• **Exercise requirements**: Copy the material below word for word, starting at its first line and ending with the line that contains "0, 332, 300, 450", including that line. Leave the pictures out of your copy.

• **Stored rows**:

╭──

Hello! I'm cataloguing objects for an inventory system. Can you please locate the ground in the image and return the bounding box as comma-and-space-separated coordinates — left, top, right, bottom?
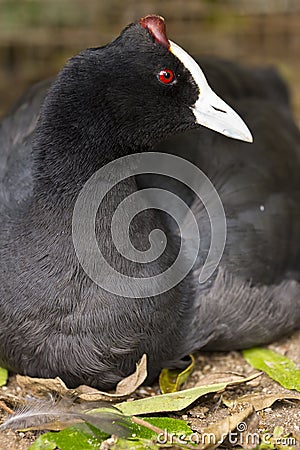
0, 332, 300, 450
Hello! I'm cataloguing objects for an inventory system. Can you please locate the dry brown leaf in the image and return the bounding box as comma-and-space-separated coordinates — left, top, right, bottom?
196, 405, 254, 450
116, 354, 147, 395
223, 391, 300, 411
192, 372, 262, 386
16, 375, 73, 397
16, 355, 147, 402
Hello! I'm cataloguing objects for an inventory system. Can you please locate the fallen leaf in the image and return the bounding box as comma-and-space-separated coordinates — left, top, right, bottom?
16, 355, 147, 402
243, 347, 300, 392
116, 354, 147, 396
159, 355, 195, 394
16, 375, 73, 397
115, 374, 260, 416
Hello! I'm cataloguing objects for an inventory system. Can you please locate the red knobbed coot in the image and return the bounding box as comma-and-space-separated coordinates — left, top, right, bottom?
0, 16, 300, 388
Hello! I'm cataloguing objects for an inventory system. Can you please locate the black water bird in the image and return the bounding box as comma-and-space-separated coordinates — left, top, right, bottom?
0, 16, 300, 388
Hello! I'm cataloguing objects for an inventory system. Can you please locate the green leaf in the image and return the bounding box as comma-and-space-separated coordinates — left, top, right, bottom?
243, 347, 300, 392
115, 374, 257, 416
159, 355, 195, 394
28, 424, 109, 450
29, 417, 193, 450
130, 417, 193, 439
109, 438, 159, 450
0, 367, 8, 386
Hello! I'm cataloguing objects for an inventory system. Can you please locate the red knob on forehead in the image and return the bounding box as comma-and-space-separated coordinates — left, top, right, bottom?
139, 15, 170, 49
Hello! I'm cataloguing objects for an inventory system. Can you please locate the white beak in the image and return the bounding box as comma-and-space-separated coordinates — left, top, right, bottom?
170, 41, 253, 142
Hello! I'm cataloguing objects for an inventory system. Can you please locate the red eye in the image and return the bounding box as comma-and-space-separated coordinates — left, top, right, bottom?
158, 69, 175, 84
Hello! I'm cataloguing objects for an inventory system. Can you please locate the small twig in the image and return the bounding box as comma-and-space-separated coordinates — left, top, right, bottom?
0, 400, 14, 414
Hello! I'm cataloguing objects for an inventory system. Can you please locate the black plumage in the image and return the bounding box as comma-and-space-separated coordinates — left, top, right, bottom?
0, 17, 300, 388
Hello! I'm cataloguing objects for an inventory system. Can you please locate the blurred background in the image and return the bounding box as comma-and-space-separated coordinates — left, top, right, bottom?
0, 0, 300, 122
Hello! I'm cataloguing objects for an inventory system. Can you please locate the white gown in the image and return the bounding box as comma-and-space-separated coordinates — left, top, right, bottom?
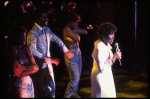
91, 40, 116, 98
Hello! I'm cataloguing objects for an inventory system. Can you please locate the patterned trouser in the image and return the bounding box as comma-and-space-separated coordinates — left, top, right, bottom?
64, 48, 82, 98
11, 76, 34, 98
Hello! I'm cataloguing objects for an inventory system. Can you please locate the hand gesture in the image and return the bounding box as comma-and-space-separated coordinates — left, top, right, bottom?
14, 62, 26, 77
112, 50, 121, 61
44, 57, 60, 66
65, 51, 74, 58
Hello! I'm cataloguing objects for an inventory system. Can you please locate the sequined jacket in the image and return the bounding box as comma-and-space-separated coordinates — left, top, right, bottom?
27, 23, 65, 70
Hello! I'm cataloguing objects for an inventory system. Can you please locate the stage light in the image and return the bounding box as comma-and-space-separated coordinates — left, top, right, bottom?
4, 1, 9, 7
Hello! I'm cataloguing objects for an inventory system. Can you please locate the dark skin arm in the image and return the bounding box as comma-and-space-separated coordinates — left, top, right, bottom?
72, 27, 87, 34
63, 27, 80, 42
12, 48, 39, 77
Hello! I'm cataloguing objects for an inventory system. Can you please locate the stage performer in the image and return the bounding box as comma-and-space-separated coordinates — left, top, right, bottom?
10, 26, 39, 98
27, 8, 73, 98
63, 13, 87, 98
91, 22, 121, 98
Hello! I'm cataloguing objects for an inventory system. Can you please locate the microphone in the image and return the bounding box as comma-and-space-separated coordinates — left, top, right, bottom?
114, 42, 122, 66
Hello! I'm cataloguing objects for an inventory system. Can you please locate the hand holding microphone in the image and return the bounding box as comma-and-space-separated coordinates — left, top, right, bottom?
112, 43, 122, 66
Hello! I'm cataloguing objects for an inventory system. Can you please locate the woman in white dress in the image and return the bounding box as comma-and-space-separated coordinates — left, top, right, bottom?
91, 23, 121, 98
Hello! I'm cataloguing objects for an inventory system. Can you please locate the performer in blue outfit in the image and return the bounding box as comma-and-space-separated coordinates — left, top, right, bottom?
27, 10, 74, 98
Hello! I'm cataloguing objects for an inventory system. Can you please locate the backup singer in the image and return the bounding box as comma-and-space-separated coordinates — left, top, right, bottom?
91, 23, 121, 98
10, 26, 39, 98
63, 13, 87, 98
27, 9, 73, 98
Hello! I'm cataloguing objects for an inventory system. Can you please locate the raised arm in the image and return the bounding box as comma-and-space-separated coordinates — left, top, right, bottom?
63, 27, 80, 42
72, 28, 87, 34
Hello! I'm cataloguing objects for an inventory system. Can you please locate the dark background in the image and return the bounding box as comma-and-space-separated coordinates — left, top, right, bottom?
3, 0, 148, 97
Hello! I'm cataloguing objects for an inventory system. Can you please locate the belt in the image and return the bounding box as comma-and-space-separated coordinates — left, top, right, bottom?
64, 40, 79, 50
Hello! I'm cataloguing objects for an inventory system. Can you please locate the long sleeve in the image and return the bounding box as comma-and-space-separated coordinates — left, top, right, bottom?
97, 42, 111, 71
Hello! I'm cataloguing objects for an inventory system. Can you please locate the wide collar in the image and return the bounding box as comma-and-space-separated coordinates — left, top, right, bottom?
34, 22, 43, 30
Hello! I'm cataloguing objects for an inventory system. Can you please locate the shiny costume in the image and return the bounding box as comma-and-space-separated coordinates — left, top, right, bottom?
27, 23, 66, 98
91, 40, 116, 98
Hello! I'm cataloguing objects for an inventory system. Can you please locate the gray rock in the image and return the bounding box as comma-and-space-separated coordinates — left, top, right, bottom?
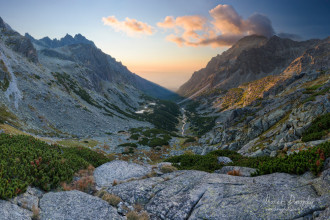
315, 207, 330, 220
108, 171, 329, 219
94, 160, 151, 188
218, 157, 233, 164
10, 186, 44, 211
11, 193, 39, 211
0, 200, 32, 220
40, 191, 123, 220
214, 166, 256, 177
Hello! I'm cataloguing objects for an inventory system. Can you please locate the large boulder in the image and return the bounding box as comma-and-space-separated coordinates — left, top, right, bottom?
94, 160, 151, 188
0, 200, 32, 220
215, 166, 256, 177
108, 171, 329, 219
218, 157, 233, 164
40, 191, 122, 220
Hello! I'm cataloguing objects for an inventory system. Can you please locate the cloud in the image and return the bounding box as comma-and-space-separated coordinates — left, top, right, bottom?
102, 16, 155, 36
277, 33, 302, 41
157, 4, 275, 47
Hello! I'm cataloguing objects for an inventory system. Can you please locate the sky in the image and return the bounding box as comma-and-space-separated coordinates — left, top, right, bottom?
0, 0, 330, 90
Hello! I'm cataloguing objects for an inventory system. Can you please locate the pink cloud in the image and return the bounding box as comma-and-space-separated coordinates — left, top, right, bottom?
157, 4, 275, 47
102, 16, 154, 36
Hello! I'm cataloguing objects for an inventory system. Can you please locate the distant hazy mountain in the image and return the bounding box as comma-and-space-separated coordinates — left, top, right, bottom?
25, 34, 175, 99
178, 35, 329, 97
0, 18, 175, 137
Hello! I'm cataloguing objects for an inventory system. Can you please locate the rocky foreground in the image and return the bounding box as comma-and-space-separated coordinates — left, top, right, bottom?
0, 159, 330, 220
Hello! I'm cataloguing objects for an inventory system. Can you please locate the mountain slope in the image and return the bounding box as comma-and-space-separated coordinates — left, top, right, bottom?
0, 17, 178, 137
178, 35, 320, 97
25, 34, 175, 99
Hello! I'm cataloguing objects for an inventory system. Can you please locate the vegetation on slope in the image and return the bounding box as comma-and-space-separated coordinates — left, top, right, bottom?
0, 134, 109, 199
166, 142, 330, 176
186, 102, 216, 137
301, 113, 330, 142
143, 100, 180, 131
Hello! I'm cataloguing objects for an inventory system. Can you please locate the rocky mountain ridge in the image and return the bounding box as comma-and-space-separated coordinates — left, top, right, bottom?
0, 16, 178, 137
178, 35, 327, 97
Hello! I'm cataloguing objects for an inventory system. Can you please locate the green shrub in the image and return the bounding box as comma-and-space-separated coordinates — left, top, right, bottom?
130, 134, 140, 140
183, 137, 196, 144
301, 113, 330, 142
118, 143, 137, 148
0, 134, 109, 199
253, 142, 330, 176
166, 142, 330, 176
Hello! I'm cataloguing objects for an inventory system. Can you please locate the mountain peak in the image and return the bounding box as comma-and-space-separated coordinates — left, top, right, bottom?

╰──

• **Output for this task**:
Hello! I'm cataloguing objects for an inventory system. Can you please locate the ground in the image and return the bounding box as comma-and-space-separated coordinates — left, top, right, bottom?
0, 332, 300, 450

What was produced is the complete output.